GIVEN INFORMATION →
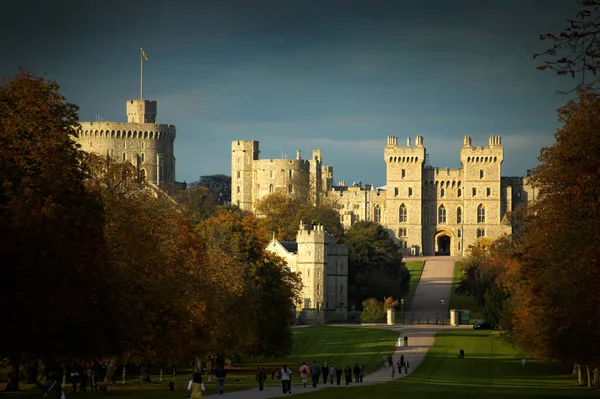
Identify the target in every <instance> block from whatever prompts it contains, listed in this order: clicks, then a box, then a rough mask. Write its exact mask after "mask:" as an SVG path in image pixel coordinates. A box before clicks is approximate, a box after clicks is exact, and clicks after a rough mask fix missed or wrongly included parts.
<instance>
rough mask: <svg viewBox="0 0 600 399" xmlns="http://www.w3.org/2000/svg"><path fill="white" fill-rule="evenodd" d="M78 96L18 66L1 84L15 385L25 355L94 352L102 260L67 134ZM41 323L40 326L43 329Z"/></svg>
mask: <svg viewBox="0 0 600 399" xmlns="http://www.w3.org/2000/svg"><path fill="white" fill-rule="evenodd" d="M77 110H78V108H77V106H75V105H73V104H71V103H68V102H67V101H66V100H65V98H64V97H63V96H62V95H61V94H60V93H59V87H58V85H57V84H56V83H55V82H51V81H46V80H45V79H43V78H41V77H36V76H35V75H34V74H32V73H31V72H28V71H24V70H21V72H20V73H19V74H18V75H17V76H15V77H14V78H12V79H10V80H5V81H3V83H2V85H1V86H0V181H1V182H2V185H1V186H0V265H1V266H0V267H1V269H2V278H1V279H0V302H1V303H2V304H3V310H4V312H3V325H2V328H1V329H0V356H3V357H6V358H8V359H9V362H10V363H11V366H12V370H13V372H12V378H11V379H10V381H9V383H8V387H7V389H9V390H16V389H18V383H19V381H18V375H19V373H18V367H19V364H20V363H21V361H22V360H23V359H36V358H41V359H44V360H45V361H47V362H49V361H51V360H52V359H57V358H63V359H66V358H72V357H82V356H84V355H93V354H97V353H98V352H99V351H100V350H101V348H99V347H100V346H101V345H102V341H103V339H102V333H101V331H102V329H103V326H104V325H105V323H104V321H105V320H103V319H102V314H103V313H102V312H101V311H100V310H101V309H102V303H103V301H104V285H103V282H102V276H104V275H107V274H111V273H112V271H111V269H110V267H109V266H108V264H107V263H106V262H105V253H106V250H105V244H104V239H103V234H102V228H103V217H102V211H103V207H102V203H101V202H99V201H98V200H97V198H95V197H94V196H91V195H89V194H88V193H87V192H86V190H85V188H84V184H83V181H84V179H85V177H86V173H87V172H86V171H85V170H83V169H82V168H80V161H81V160H82V155H83V154H82V153H81V152H80V151H78V149H77V147H76V145H75V143H74V140H73V135H74V129H73V126H76V125H77V123H78V115H77ZM42 331H43V335H40V332H42Z"/></svg>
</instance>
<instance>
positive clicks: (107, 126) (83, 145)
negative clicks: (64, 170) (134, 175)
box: [76, 99, 176, 186]
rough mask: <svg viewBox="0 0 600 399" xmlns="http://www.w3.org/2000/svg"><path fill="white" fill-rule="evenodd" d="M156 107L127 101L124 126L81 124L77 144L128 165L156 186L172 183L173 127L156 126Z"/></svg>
mask: <svg viewBox="0 0 600 399" xmlns="http://www.w3.org/2000/svg"><path fill="white" fill-rule="evenodd" d="M156 113H157V104H156V101H151V100H142V99H138V100H128V101H127V122H126V123H123V122H104V121H103V122H81V123H80V127H79V130H78V132H77V139H76V141H77V143H79V144H80V145H81V149H82V150H83V151H86V152H93V153H96V154H100V155H103V156H106V157H108V158H110V159H111V160H113V161H114V162H126V161H129V162H131V163H132V164H133V165H134V166H136V167H137V169H138V172H139V173H140V176H142V177H145V179H146V180H147V181H148V182H149V183H151V184H155V185H157V186H162V185H165V184H169V183H174V182H175V153H174V142H175V135H176V133H175V130H176V129H175V126H173V125H167V124H162V123H156Z"/></svg>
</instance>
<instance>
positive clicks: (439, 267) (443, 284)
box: [411, 256, 458, 322]
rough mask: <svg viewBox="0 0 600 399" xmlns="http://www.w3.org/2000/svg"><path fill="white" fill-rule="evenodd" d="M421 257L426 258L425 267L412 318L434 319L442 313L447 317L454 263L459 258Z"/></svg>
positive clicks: (442, 256) (415, 297) (412, 313)
mask: <svg viewBox="0 0 600 399" xmlns="http://www.w3.org/2000/svg"><path fill="white" fill-rule="evenodd" d="M417 259H419V258H417ZM420 259H423V260H425V267H424V268H423V274H421V280H420V281H419V285H418V286H417V290H416V291H415V296H414V298H413V301H412V305H411V312H412V320H413V322H414V321H416V320H419V319H421V320H423V319H430V320H434V319H436V318H438V317H441V316H442V314H444V315H445V318H447V317H448V314H449V312H448V310H449V309H448V305H449V304H450V293H451V290H452V280H453V278H454V263H455V262H456V260H457V259H458V258H455V257H449V256H437V257H435V256H434V257H426V258H420ZM411 260H412V259H411ZM442 300H443V301H444V302H443V303H442Z"/></svg>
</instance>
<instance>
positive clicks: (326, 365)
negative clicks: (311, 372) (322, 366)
mask: <svg viewBox="0 0 600 399" xmlns="http://www.w3.org/2000/svg"><path fill="white" fill-rule="evenodd" d="M321 375H322V376H323V384H327V376H329V367H327V362H323V367H321Z"/></svg>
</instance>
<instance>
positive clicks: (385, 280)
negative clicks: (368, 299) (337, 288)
mask: <svg viewBox="0 0 600 399" xmlns="http://www.w3.org/2000/svg"><path fill="white" fill-rule="evenodd" d="M346 244H347V245H348V299H349V301H350V302H351V303H353V304H355V305H358V304H362V302H363V301H364V300H365V299H367V298H369V297H372V296H373V297H381V298H383V296H384V295H390V296H393V297H396V298H401V297H402V296H404V294H405V293H406V292H408V289H409V284H410V272H409V271H408V269H407V268H406V265H405V264H404V262H403V258H402V253H401V252H400V247H399V246H398V244H397V243H396V242H395V241H394V239H393V238H392V237H390V235H389V233H388V232H387V231H386V230H385V229H384V228H383V227H382V226H381V225H380V224H378V223H374V222H367V221H361V222H357V223H354V224H353V225H352V227H351V228H350V229H349V230H348V233H347V237H346Z"/></svg>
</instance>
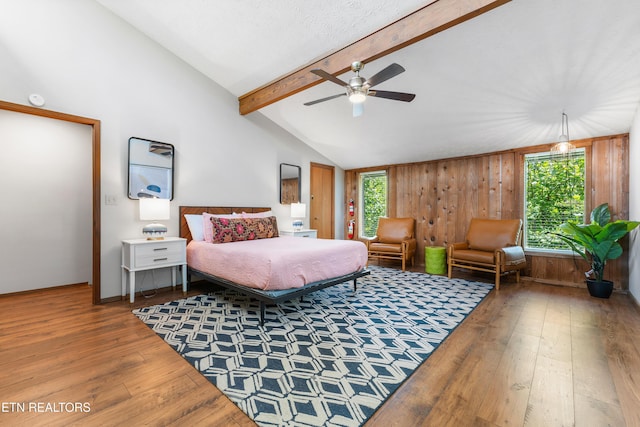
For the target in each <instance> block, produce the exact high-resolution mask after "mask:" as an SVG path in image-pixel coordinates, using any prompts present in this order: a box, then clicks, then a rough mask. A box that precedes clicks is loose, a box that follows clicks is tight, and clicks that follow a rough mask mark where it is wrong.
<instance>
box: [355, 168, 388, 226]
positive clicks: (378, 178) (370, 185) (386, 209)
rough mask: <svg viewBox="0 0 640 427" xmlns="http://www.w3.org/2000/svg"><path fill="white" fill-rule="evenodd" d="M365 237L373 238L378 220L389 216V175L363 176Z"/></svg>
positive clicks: (381, 172) (363, 213)
mask: <svg viewBox="0 0 640 427" xmlns="http://www.w3.org/2000/svg"><path fill="white" fill-rule="evenodd" d="M361 189H362V227H361V235H362V236H363V237H373V236H375V235H376V230H377V229H378V218H380V217H381V216H385V215H386V214H387V174H386V172H372V173H364V174H362V175H361Z"/></svg>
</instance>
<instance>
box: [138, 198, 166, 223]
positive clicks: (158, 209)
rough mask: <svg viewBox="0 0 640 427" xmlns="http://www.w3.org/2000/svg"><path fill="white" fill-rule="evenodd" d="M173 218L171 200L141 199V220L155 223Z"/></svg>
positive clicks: (141, 198)
mask: <svg viewBox="0 0 640 427" xmlns="http://www.w3.org/2000/svg"><path fill="white" fill-rule="evenodd" d="M170 218H171V204H170V200H169V199H156V198H141V199H140V219H141V220H143V221H155V220H160V219H170Z"/></svg>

PROBLEM → Skipping all pictures, set the listing down exactly as written.

COMPLETED EXERCISE →
Identify the target in every <instance> block from whatever prompts it contains, listed in this order: clicks, then a box, then a rough mask. Write its exact mask after "mask:" as an SVG path in image pixel coordinates. A box before clicks is approximate, a box after clicks is exact, and clicks after a rough mask fix missed or wrongly included parts.
<instance>
rough mask: <svg viewBox="0 0 600 399" xmlns="http://www.w3.org/2000/svg"><path fill="white" fill-rule="evenodd" d="M78 96L18 66L1 84L15 385L25 355L94 352L102 260L67 134ZM41 323L40 326L43 329Z"/></svg>
mask: <svg viewBox="0 0 600 399" xmlns="http://www.w3.org/2000/svg"><path fill="white" fill-rule="evenodd" d="M77 110H78V108H77V106H75V105H73V104H71V103H68V102H67V101H66V100H65V98H64V97H63V96H62V95H61V94H60V93H59V87H58V85H57V84H56V83H55V82H51V81H46V80H45V79H43V78H41V77H36V76H35V75H34V74H32V73H31V72H28V71H24V70H21V72H20V73H19V74H18V75H17V76H15V77H14V78H12V79H10V80H5V81H3V83H2V85H1V86H0V181H1V182H2V185H1V186H0V265H1V266H0V267H1V269H2V278H1V279H0V302H1V303H2V304H3V310H4V312H3V325H2V328H1V329H0V356H3V357H6V358H8V359H9V362H10V363H11V366H12V370H13V372H12V378H11V379H10V381H9V383H8V387H7V389H9V390H16V389H18V383H19V381H18V375H19V373H18V367H19V364H20V363H21V361H22V360H23V359H36V358H41V359H44V360H45V361H47V362H49V361H51V360H52V359H57V358H63V359H66V358H72V357H82V356H84V355H93V354H97V353H98V352H99V351H100V350H101V348H99V347H100V346H101V345H102V341H103V339H102V333H101V331H102V329H103V326H104V325H105V323H104V321H105V320H103V319H102V314H103V313H102V312H101V311H100V310H101V309H102V303H103V301H104V285H103V282H102V276H104V275H107V274H111V273H112V271H111V269H110V267H109V266H108V264H107V263H106V262H105V253H106V250H105V244H104V239H103V234H102V228H103V217H102V211H103V207H102V203H101V202H99V201H98V200H97V198H95V197H94V196H91V195H89V194H88V193H87V192H86V190H85V188H84V184H83V181H84V179H85V177H86V173H87V172H86V171H85V170H83V169H82V168H80V161H81V160H82V155H83V154H82V153H81V152H80V151H78V149H77V147H76V145H75V143H74V140H73V135H74V129H73V126H76V125H77V123H78V115H77ZM42 331H43V335H40V332H42Z"/></svg>
</instance>
<instance>
positive clicks: (107, 126) (83, 145)
negative clicks: (64, 170) (134, 175)
box: [76, 99, 176, 186]
rough mask: <svg viewBox="0 0 600 399" xmlns="http://www.w3.org/2000/svg"><path fill="white" fill-rule="evenodd" d="M156 107L127 101L124 126L81 124L77 144L128 165L156 186L172 183L173 127L156 126Z"/></svg>
mask: <svg viewBox="0 0 600 399" xmlns="http://www.w3.org/2000/svg"><path fill="white" fill-rule="evenodd" d="M156 113H157V104H156V101H151V100H142V99H138V100H128V101H127V122H126V123H123V122H104V121H103V122H81V123H80V127H79V130H78V132H77V139H76V141H77V143H79V144H80V145H81V149H82V150H83V151H86V152H93V153H96V154H100V155H103V156H106V157H108V158H110V159H111V160H113V161H114V162H126V161H129V162H131V163H132V164H133V165H134V166H136V167H137V169H138V172H139V173H140V176H142V177H145V179H146V180H147V181H148V182H149V183H151V184H155V185H157V186H162V185H165V184H169V183H174V182H175V153H174V142H175V135H176V133H175V130H176V129H175V126H173V125H167V124H162V123H156Z"/></svg>
</instance>
<instance>
positive clicks: (439, 267) (443, 284)
box: [411, 256, 458, 322]
rough mask: <svg viewBox="0 0 600 399" xmlns="http://www.w3.org/2000/svg"><path fill="white" fill-rule="evenodd" d="M421 257L426 258L425 267L412 318L434 319L442 313L447 317L454 263L459 258Z"/></svg>
positive clicks: (442, 256) (415, 297) (412, 313)
mask: <svg viewBox="0 0 600 399" xmlns="http://www.w3.org/2000/svg"><path fill="white" fill-rule="evenodd" d="M417 259H419V258H417ZM420 259H423V260H425V267H424V268H423V274H421V280H420V281H419V285H418V286H417V290H416V291H415V296H414V298H413V301H412V305H411V312H412V320H413V322H414V321H416V320H419V319H421V320H423V319H430V320H434V319H436V318H438V317H441V316H442V314H444V315H445V318H447V317H448V314H449V312H448V310H449V309H448V305H449V304H450V293H451V290H452V280H453V278H454V263H455V262H456V260H457V259H458V258H455V257H449V256H437V257H435V256H434V257H426V258H420ZM411 260H412V259H411ZM442 300H443V301H444V302H443V303H442Z"/></svg>
</instance>
<instance>
positive clicks: (326, 365)
negative clicks: (311, 372) (322, 366)
mask: <svg viewBox="0 0 600 399" xmlns="http://www.w3.org/2000/svg"><path fill="white" fill-rule="evenodd" d="M321 375H322V376H323V384H327V376H329V367H327V362H323V367H321Z"/></svg>
</instance>
<instance>
positive clicks: (385, 280)
negative clicks: (368, 299) (337, 288)
mask: <svg viewBox="0 0 600 399" xmlns="http://www.w3.org/2000/svg"><path fill="white" fill-rule="evenodd" d="M346 244H347V245H348V299H349V301H350V302H351V303H353V304H355V305H358V304H362V302H363V301H364V300H365V299H367V298H369V297H372V296H373V297H381V298H383V296H384V295H390V296H393V297H396V298H401V297H402V296H404V294H405V293H406V292H408V289H409V284H410V272H409V271H408V269H407V268H406V265H405V264H404V262H403V258H402V253H401V252H400V247H399V246H398V244H397V243H396V242H395V241H394V239H393V238H392V237H390V235H389V233H388V232H387V231H386V230H385V229H384V228H383V227H382V226H381V225H380V224H378V223H374V222H367V221H361V222H357V223H354V224H353V225H352V227H351V228H350V229H349V230H348V233H347V237H346Z"/></svg>
</instance>
For the target in each <instance> block, produce the exact high-resolution mask after "mask:" as an SVG path in image-pixel coordinates, using any prompts present in this order: a box, then clicks, then a rough mask. A box that precedes clicks is loose, a box that follows clicks is tight, and clicks that follow a rough mask mark where it is wrong.
<instance>
box: [355, 168, 388, 226]
positive clicks: (378, 178) (370, 185) (386, 209)
rough mask: <svg viewBox="0 0 640 427" xmlns="http://www.w3.org/2000/svg"><path fill="white" fill-rule="evenodd" d="M365 237L373 238L378 220L389 216V175L363 176Z"/></svg>
positive clicks: (381, 172) (363, 213)
mask: <svg viewBox="0 0 640 427" xmlns="http://www.w3.org/2000/svg"><path fill="white" fill-rule="evenodd" d="M361 189H362V227H361V235H362V236H363V237H373V236H375V235H376V230H377V229H378V218H380V217H381V216H385V215H386V214H387V174H386V172H372V173H364V174H362V175H361Z"/></svg>
</instance>
<instance>
box: [138, 198, 166, 223]
positive clicks: (158, 209)
rough mask: <svg viewBox="0 0 640 427" xmlns="http://www.w3.org/2000/svg"><path fill="white" fill-rule="evenodd" d="M173 218L171 200L141 199V220L155 223Z"/></svg>
positive clicks: (141, 198)
mask: <svg viewBox="0 0 640 427" xmlns="http://www.w3.org/2000/svg"><path fill="white" fill-rule="evenodd" d="M170 218H171V204H170V200H169V199H156V198H141V199H140V219H141V220H143V221H155V220H160V219H170Z"/></svg>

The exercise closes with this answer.